**TASK TO CARRY OUT:** Return every line of the items below that contains the word "white".

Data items
# # #

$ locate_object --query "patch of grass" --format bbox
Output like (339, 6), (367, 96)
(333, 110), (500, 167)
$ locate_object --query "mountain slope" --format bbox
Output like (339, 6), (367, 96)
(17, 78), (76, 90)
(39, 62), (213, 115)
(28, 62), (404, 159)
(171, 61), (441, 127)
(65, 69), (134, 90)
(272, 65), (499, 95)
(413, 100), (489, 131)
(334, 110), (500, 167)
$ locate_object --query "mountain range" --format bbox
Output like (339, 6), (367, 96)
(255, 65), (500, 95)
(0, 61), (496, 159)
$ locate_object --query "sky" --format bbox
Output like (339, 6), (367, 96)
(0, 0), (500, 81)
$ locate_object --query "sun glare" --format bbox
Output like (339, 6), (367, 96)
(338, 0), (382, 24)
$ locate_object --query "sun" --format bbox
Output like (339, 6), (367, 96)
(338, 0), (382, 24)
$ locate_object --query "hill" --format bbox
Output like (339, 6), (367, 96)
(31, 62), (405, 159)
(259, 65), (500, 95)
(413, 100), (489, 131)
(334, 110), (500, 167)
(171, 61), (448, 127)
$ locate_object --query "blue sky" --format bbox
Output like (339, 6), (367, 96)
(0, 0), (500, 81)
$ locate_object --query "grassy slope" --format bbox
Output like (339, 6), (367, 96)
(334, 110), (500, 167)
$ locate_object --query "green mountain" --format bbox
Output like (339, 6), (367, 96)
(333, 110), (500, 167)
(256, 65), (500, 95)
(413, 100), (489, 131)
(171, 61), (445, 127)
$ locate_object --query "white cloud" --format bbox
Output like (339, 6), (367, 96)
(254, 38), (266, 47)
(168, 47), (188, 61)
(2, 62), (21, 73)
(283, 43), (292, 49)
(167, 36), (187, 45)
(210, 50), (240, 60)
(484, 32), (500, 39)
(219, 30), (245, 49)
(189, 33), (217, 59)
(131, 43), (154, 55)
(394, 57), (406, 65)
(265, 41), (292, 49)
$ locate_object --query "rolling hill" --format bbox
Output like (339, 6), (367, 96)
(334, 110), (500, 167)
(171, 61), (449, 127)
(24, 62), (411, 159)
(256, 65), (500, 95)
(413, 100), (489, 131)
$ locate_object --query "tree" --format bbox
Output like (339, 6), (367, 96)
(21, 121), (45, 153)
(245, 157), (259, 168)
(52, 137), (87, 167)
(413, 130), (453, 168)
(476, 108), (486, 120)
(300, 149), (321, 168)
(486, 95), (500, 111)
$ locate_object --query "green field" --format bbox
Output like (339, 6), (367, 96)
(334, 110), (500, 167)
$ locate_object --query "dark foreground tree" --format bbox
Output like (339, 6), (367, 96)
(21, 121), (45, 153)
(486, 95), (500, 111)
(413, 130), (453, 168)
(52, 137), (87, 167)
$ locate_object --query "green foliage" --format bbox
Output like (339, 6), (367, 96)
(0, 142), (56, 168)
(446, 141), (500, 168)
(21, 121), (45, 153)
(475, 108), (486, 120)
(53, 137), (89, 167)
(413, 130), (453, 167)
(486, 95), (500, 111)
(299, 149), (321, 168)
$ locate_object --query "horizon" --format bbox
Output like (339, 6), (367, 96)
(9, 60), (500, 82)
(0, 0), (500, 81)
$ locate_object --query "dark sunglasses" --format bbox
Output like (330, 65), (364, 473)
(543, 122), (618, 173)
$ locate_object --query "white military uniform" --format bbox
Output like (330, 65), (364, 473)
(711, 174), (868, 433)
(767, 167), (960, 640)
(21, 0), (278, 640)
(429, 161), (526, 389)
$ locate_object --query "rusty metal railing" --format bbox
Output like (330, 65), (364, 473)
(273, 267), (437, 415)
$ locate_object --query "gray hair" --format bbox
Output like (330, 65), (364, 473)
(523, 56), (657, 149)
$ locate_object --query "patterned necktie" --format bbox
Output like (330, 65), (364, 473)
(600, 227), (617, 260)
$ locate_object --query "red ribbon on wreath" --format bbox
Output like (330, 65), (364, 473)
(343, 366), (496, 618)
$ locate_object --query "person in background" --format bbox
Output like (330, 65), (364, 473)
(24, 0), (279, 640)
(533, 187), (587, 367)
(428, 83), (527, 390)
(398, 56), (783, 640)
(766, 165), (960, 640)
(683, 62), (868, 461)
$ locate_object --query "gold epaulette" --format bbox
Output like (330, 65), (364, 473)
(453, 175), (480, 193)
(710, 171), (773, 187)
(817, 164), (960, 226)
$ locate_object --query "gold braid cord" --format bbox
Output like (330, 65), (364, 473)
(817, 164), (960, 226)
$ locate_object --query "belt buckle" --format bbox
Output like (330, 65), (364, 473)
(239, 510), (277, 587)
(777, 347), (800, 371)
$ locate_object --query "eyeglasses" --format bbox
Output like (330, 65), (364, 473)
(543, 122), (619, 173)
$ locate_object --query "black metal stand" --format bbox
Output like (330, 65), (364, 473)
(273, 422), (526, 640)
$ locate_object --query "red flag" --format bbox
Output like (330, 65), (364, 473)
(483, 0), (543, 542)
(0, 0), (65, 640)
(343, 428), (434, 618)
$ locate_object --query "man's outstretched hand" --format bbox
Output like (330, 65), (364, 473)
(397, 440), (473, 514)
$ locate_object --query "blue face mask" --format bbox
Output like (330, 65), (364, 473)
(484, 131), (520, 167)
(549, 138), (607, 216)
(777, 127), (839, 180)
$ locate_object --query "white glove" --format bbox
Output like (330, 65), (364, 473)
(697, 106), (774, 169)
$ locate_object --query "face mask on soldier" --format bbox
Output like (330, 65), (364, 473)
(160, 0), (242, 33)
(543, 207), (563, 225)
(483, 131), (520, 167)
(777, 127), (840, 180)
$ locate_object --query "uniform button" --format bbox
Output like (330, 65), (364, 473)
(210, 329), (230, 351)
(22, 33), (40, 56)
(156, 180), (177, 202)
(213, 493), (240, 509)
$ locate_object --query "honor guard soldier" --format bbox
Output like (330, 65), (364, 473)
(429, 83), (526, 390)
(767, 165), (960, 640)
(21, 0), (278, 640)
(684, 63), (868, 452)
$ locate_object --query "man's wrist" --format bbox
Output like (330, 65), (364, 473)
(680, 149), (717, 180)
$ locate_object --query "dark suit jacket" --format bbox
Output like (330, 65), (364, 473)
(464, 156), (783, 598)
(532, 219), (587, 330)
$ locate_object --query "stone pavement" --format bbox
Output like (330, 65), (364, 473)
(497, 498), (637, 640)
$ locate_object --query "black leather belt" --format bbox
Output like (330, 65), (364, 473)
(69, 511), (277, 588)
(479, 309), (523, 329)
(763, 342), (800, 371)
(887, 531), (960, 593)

# # #

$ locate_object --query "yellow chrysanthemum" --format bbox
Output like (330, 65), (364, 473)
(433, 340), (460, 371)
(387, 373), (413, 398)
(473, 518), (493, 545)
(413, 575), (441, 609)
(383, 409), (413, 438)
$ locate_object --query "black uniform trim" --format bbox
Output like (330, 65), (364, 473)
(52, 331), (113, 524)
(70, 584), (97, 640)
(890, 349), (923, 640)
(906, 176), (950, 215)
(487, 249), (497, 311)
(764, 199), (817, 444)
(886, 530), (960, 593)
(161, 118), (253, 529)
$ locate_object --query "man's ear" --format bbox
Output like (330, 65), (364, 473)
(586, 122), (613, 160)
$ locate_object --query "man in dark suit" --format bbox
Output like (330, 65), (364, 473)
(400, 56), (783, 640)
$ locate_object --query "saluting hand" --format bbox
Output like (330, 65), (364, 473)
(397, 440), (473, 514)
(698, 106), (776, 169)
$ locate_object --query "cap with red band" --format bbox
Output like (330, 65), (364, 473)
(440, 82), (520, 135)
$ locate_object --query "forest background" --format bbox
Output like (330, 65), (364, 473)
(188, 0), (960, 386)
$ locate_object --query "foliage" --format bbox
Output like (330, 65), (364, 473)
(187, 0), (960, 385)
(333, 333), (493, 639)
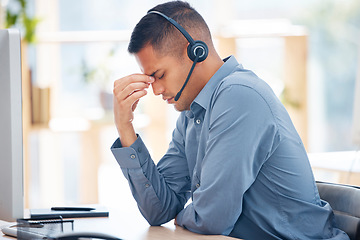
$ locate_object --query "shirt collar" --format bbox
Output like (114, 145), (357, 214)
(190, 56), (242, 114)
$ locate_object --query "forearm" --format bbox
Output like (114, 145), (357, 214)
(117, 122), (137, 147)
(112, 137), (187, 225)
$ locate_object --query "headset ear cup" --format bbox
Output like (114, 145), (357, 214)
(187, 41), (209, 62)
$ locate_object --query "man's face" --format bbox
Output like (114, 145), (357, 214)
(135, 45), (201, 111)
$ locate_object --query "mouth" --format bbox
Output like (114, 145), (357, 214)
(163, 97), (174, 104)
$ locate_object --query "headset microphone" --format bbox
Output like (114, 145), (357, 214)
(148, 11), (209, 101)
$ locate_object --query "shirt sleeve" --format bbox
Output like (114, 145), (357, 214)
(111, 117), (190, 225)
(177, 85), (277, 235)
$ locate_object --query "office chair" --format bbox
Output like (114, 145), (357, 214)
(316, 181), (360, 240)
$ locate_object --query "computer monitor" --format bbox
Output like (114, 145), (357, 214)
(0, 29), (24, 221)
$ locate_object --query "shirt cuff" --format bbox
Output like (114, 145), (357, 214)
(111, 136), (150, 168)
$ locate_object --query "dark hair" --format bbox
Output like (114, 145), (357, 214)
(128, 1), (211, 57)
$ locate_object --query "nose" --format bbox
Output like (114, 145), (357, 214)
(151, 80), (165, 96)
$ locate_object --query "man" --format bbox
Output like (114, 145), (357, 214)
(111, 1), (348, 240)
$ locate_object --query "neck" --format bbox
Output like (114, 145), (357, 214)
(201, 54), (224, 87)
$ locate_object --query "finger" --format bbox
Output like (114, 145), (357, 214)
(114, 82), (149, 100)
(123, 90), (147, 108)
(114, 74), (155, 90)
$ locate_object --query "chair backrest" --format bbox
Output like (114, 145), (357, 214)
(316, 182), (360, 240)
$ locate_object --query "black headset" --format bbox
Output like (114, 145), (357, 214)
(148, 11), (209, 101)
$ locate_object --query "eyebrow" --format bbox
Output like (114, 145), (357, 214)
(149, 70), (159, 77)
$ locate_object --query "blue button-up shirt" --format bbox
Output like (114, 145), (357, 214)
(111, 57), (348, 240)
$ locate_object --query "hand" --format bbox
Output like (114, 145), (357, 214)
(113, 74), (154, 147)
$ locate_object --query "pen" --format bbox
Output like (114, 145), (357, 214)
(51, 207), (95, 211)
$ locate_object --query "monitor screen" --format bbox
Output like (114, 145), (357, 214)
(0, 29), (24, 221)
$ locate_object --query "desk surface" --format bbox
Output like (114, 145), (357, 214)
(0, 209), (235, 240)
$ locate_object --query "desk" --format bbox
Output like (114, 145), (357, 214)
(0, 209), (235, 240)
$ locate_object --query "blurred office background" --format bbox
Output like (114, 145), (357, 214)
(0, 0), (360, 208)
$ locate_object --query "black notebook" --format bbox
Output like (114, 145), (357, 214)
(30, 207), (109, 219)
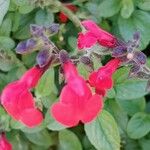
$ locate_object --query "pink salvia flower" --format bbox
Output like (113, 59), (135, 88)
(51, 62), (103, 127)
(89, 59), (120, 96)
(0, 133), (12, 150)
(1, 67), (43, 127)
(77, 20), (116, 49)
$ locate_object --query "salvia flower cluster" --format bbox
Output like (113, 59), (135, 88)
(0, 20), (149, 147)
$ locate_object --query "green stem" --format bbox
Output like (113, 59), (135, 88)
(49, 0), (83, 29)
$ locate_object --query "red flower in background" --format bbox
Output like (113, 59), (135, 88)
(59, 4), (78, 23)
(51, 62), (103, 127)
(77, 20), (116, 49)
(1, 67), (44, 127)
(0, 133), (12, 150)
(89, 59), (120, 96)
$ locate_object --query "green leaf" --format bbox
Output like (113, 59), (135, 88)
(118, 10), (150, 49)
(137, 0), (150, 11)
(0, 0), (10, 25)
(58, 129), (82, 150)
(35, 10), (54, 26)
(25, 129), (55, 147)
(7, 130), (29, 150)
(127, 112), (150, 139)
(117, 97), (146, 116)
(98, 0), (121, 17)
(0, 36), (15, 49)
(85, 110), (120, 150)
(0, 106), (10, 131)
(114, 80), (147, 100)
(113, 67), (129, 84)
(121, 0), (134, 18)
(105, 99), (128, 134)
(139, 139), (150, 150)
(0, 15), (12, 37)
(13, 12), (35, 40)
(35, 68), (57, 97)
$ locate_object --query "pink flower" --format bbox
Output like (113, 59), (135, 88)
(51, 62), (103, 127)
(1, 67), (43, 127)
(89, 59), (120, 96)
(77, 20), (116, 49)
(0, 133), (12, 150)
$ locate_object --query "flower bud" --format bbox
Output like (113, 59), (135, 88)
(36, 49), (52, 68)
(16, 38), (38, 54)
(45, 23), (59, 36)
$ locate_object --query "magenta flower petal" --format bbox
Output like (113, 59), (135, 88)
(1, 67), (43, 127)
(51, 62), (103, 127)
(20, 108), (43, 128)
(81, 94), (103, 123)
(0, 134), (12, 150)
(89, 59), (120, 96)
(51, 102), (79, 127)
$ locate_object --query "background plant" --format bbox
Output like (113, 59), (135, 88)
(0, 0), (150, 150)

# # #

**RESULT OF THE EXERCISE:**
$ locate_object --query "white cloud" --format bbox
$ locate_object --query "white military uniform" --format bbox
$ locate_object --query "white glove" --format bbox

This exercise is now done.